A stranger listening to every one, looking into every thing, will see that on the fringe of actual fact there are appearances which might seem to justify, according to the point of view, these opposite and extreme opinions; yet, on massing and balancing his observations of the country as a whole, a stranger must perceive that under emancipation the peasant is better dressed, better lodged, and better fed; that his wife is healthier, his children cleaner, his homestead tidier; that he and his belongings are improved by the gift which changed him from a chattel into a man.

A peasant spends much money, it is true, in drams; but he spends yet more in clothing for his wife. He builds his cabin of better wood, and in the eastern provinces, if not in all, you find improvements in the walls and roof. He paints the logs, and fills up cracks with plaster, where he formerly left them bare and stuffed with moss. He sends his boys to school, and goes himself more frequently to church. If he exports less corn and fur to other countries, it is because, being richer, he can now afford to eat white bread and wear a cat-skin cap.

● **Rows**
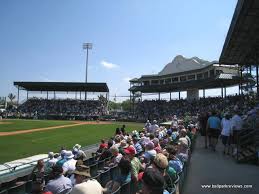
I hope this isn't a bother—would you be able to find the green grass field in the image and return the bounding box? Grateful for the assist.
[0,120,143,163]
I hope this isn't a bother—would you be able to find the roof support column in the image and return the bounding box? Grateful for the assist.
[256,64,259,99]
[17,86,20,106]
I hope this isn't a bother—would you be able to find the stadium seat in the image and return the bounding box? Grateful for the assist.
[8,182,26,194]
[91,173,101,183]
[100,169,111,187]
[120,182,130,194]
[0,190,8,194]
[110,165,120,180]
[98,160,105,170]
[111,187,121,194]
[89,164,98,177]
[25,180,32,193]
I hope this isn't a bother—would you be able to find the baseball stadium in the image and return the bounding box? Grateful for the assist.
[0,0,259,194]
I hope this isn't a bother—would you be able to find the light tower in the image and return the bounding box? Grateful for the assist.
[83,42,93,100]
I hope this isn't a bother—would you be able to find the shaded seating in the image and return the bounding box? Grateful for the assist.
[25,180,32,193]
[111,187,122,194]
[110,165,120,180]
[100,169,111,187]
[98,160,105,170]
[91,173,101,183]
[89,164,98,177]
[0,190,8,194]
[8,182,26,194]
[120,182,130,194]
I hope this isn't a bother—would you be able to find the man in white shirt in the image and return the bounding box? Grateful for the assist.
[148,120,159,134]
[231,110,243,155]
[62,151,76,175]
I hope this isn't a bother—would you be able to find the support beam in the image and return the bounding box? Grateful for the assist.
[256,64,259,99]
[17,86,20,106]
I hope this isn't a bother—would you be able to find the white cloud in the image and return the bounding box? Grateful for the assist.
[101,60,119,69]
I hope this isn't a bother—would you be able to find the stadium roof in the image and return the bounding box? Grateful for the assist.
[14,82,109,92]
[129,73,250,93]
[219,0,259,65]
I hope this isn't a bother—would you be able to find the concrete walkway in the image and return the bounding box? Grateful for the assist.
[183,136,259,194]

● **Exercise instructions**
a) In the passage on the emancipated peasant, rewrite the stretch from "A peasant spends" through "a cat-skin cap.", putting "hut" in place of "cabin".
b) According to the passage on the emancipated peasant, what does the peasant now fill the cracks in his logs with?
c) Carry the passage on the emancipated peasant forward from its last sentence.

● **Replies**
a)
A peasant spends much money, it is true, in drams; but he spends yet more in clothing for his wife. He builds his hut of better wood, and in the eastern provinces, if not in all, you find improvements in the walls and roof. He paints the logs, and fills up cracks with plaster, where he formerly left them bare and stuffed with moss. He sends his boys to school, and goes himself more frequently to church. If he exports less corn and fur to other countries, it is because, being richer, he can now afford to eat white bread and wear a cat-skin cap.

b) Plaster.

c)
The burgher class and the merchant class have been equally benefited by the change. A good many peasants have become burghers, and a good many burghers merchants. All the domestic and useful trades have been quickened into life. More shoes are worn, more carts are wanted, more cabins are built. Hats, coats, and cloaks are in higher demand; the bakeries and breweries find more to do; the teacher gets more pupils, and the banker has more customers on his books.

This movement runs along the line; for in the wake of emancipation every other liberty and right is following fast. Five years ago (1864), the Emperor called into existence two local parliaments in every province; a district assembly and a provincial assembly: in which every class, from prince to peasant, was to have his voice. The district assembly is elected by classes; nobles, clergy, merchants, husbandmen; each apart, and free; the provincial assembly consists of delegates from the several district assemblies. The district assembly settles all questions as to roads and bridges; the provincial assembly looks to building prisons, draining pools, damming rivers, and the like. The peasant interest is strong in the district assembly, the landlord interest in the provincial assembly; and they are equally useful as schools of freedom, eloquence, and public spirit. On these local boards, the cleverest men in every province are being trained for civic, and, if need be, parliamentary life.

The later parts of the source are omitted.